Entries from a point annotation set:
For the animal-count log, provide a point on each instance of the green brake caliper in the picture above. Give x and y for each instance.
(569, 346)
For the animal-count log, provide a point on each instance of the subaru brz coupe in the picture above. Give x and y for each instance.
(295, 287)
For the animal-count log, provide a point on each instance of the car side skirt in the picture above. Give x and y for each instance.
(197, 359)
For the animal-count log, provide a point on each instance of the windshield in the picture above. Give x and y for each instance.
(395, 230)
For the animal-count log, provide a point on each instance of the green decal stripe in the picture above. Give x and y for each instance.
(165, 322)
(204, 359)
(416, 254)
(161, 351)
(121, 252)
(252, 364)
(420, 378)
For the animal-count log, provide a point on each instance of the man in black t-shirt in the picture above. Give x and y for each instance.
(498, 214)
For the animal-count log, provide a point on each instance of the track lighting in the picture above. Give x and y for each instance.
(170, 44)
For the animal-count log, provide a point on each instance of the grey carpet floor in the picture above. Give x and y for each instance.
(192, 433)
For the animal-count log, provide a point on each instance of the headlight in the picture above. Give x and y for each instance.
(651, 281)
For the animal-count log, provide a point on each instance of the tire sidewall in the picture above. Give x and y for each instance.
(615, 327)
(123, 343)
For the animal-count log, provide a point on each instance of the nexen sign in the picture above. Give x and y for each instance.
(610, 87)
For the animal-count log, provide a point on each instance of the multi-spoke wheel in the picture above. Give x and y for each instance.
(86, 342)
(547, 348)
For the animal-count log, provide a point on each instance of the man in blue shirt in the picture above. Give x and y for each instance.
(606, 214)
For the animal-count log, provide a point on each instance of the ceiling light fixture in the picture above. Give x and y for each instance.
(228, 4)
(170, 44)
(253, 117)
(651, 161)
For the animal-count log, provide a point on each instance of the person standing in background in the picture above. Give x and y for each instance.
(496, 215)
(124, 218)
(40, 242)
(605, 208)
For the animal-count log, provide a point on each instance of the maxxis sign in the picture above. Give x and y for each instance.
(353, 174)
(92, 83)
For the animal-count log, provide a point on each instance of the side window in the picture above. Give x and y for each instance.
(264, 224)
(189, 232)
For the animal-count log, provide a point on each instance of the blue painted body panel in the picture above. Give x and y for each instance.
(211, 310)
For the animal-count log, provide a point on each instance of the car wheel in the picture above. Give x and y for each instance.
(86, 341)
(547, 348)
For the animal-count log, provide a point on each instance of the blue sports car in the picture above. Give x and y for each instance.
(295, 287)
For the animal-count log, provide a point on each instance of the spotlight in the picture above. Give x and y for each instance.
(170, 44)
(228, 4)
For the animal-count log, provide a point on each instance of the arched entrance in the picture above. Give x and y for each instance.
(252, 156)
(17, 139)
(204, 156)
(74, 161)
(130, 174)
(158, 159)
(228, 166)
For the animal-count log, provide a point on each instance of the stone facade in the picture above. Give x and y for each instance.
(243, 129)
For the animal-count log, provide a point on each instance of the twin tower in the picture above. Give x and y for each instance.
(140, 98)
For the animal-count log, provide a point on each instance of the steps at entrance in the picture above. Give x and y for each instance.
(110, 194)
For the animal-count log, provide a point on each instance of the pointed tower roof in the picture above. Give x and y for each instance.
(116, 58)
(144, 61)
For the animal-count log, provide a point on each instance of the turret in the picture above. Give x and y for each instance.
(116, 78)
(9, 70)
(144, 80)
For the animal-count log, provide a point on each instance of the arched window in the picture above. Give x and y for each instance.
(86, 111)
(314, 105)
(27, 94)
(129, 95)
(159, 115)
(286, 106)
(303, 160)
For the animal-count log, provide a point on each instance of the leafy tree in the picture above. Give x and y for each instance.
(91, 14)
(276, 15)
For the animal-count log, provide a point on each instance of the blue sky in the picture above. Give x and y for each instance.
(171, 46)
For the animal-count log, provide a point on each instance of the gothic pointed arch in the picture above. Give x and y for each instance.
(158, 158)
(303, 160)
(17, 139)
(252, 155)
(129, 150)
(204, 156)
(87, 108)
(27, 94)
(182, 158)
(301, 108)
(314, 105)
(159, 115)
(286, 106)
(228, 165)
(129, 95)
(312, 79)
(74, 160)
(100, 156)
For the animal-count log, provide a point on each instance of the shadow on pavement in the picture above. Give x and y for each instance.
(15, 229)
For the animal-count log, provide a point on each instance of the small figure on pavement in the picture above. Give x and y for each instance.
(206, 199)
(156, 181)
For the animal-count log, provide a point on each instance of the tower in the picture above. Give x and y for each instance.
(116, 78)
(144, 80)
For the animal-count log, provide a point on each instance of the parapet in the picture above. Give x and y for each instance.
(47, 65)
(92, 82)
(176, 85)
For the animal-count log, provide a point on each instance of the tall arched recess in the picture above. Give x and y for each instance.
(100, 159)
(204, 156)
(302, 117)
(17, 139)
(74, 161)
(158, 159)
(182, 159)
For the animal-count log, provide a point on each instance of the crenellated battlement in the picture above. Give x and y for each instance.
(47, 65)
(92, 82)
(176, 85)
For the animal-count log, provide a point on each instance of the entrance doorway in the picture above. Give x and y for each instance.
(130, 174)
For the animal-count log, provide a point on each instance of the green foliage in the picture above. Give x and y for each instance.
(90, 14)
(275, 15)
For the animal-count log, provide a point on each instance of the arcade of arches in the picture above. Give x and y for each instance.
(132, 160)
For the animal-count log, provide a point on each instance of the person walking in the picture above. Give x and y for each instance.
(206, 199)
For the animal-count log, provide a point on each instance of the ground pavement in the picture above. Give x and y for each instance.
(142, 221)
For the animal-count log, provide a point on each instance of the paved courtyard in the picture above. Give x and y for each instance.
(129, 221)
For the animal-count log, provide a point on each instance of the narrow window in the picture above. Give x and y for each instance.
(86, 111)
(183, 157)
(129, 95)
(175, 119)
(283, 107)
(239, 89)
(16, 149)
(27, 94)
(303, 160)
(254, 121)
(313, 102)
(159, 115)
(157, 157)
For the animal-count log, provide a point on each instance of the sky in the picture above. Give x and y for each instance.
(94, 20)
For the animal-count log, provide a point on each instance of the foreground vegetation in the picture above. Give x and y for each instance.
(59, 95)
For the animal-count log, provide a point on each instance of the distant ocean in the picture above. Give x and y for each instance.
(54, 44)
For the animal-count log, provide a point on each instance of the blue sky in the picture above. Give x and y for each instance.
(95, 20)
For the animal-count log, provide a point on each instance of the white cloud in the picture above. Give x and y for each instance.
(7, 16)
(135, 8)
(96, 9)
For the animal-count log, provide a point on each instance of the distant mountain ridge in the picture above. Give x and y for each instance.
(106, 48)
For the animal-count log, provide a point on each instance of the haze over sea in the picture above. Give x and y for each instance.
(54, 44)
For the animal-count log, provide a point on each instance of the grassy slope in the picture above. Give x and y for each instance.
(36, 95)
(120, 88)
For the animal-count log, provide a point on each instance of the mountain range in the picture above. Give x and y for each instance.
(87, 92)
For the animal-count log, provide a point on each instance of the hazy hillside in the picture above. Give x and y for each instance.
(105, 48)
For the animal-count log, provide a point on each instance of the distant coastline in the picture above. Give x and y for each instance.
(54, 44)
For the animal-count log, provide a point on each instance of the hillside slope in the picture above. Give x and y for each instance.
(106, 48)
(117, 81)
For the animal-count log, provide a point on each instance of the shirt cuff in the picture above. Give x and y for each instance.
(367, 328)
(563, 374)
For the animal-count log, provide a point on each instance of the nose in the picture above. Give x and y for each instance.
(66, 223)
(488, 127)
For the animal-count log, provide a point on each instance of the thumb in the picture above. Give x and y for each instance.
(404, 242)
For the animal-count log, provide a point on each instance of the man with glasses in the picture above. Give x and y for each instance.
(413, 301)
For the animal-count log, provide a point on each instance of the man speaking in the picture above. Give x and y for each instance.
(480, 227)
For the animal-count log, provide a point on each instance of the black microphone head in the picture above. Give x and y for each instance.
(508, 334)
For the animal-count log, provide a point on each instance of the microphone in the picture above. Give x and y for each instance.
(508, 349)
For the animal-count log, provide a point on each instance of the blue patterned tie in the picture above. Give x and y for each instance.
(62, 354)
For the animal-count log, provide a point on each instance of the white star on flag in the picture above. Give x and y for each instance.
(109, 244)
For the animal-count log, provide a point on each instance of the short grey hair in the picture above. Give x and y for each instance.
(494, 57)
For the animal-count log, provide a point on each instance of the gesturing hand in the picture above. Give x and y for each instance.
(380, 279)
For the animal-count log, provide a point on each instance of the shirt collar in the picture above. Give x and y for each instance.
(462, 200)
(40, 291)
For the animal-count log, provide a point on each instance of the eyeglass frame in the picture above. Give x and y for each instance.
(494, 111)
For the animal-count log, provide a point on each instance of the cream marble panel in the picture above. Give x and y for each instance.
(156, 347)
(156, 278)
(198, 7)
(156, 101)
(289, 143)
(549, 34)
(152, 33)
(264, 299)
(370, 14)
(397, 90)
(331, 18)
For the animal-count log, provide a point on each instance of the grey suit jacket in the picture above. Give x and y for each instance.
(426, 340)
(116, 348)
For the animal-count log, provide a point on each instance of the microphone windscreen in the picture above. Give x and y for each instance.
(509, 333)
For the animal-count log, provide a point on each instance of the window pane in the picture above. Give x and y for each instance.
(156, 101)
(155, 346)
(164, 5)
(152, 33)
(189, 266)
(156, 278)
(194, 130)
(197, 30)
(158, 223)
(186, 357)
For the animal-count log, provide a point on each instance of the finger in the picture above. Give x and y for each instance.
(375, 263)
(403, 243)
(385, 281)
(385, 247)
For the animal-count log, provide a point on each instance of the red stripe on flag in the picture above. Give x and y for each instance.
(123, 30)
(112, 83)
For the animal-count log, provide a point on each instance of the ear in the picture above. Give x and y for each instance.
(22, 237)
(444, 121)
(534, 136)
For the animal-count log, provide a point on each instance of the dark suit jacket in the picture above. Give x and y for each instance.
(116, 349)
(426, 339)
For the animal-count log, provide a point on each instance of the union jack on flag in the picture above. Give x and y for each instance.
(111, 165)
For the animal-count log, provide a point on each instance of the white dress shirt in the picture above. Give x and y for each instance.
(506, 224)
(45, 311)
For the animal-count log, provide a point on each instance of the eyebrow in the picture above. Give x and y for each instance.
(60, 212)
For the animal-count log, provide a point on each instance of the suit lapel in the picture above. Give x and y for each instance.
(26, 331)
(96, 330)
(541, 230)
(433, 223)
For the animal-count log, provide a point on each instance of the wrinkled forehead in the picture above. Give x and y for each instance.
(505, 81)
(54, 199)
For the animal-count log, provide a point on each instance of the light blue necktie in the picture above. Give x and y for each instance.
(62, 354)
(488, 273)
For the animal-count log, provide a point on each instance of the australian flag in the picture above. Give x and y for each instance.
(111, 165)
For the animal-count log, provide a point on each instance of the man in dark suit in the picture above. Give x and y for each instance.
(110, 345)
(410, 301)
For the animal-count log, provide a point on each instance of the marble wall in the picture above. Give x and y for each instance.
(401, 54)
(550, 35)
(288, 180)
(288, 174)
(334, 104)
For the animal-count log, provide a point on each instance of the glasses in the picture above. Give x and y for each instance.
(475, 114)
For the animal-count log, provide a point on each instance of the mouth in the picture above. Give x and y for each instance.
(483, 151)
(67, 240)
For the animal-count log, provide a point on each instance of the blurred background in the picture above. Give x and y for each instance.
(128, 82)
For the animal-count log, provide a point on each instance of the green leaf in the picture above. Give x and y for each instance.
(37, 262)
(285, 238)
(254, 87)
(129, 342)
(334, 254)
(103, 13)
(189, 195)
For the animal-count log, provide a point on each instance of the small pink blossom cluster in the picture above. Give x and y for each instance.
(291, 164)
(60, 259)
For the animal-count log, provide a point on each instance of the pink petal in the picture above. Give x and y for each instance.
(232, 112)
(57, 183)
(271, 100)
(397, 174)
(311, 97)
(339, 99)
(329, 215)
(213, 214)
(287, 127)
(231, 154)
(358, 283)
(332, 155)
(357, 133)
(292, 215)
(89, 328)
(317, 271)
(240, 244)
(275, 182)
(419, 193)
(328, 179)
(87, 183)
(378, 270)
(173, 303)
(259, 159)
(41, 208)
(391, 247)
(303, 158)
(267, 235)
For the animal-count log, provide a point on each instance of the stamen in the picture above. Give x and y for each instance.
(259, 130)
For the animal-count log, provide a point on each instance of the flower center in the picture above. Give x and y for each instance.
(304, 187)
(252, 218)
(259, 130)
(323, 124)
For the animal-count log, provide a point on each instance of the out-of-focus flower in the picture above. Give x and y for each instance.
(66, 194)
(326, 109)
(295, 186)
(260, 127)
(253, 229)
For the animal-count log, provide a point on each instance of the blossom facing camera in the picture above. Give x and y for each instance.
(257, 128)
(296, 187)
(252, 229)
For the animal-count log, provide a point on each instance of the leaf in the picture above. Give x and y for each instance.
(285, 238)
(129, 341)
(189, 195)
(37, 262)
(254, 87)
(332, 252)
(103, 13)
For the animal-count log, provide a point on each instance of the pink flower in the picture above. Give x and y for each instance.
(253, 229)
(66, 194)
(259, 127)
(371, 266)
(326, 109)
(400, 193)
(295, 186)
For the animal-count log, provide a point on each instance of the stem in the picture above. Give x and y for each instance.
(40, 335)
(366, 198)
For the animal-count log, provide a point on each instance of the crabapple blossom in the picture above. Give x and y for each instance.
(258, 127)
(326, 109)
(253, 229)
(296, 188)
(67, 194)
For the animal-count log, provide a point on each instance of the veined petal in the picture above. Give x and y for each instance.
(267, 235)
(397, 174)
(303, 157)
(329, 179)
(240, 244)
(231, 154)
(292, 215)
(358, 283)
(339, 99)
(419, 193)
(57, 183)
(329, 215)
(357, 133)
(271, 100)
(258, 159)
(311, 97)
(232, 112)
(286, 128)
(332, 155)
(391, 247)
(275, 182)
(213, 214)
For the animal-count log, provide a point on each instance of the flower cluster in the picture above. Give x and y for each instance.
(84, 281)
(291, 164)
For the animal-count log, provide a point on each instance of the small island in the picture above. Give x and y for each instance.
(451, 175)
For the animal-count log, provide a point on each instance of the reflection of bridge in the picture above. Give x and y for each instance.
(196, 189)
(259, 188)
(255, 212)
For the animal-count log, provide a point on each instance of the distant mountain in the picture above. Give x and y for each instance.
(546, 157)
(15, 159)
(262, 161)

THE TASK: Beginning with the line that contains "of the blossom", quote each line exactly through the last line of the entries above, and nothing beyond them.

ANSWER TO THE EXERCISE:
For the animal-count log, provide a point on each instance of the blossom facing camera in the picture above. Give x and y for each instance.
(257, 128)
(296, 187)
(252, 229)
For the animal-count log, provide a point on each instance of the leaf in the picture above. Give x and y for each instance.
(285, 238)
(129, 341)
(189, 195)
(37, 262)
(254, 87)
(332, 252)
(103, 13)
For the animal-count log, provide a point on each instance of the pink flower in the picture above. Give x and y for each instance.
(253, 229)
(66, 194)
(259, 127)
(371, 266)
(326, 109)
(400, 193)
(295, 186)
For the animal-count log, provide a point on each instance of the stem in the picture above. Give x and y for each instance.
(40, 335)
(366, 198)
For the animal-count log, provide a point on each instance of the crabapple blossom in the picture above. Give x and y for each instance.
(258, 127)
(326, 109)
(253, 229)
(296, 188)
(67, 194)
For the animal-count log, provide a point on each instance of the veined petal in the picture above. Give x and y for each instance.
(267, 235)
(397, 174)
(303, 157)
(329, 179)
(240, 244)
(231, 154)
(292, 215)
(358, 283)
(339, 99)
(419, 193)
(57, 183)
(329, 215)
(357, 133)
(271, 100)
(258, 159)
(311, 97)
(232, 112)
(286, 128)
(332, 155)
(391, 247)
(275, 182)
(213, 214)
For the animal-count log, provide a point on each instance of the flower cluster in the picture above. Give x and y for each instance.
(84, 281)
(291, 164)
For the animal-count log, provide a point on each instance of the small island in the picture above. Give x and y for each instance.
(451, 175)
For the animal-count log, provide a point on each instance of the reflection of bridge in the picture above. Give x and y for each instance.
(196, 189)
(259, 188)
(255, 212)
For the animal-count log, provide a point on each instance of the distant mountain in the picture above. Give x and y for each instance.
(546, 157)
(15, 159)
(262, 161)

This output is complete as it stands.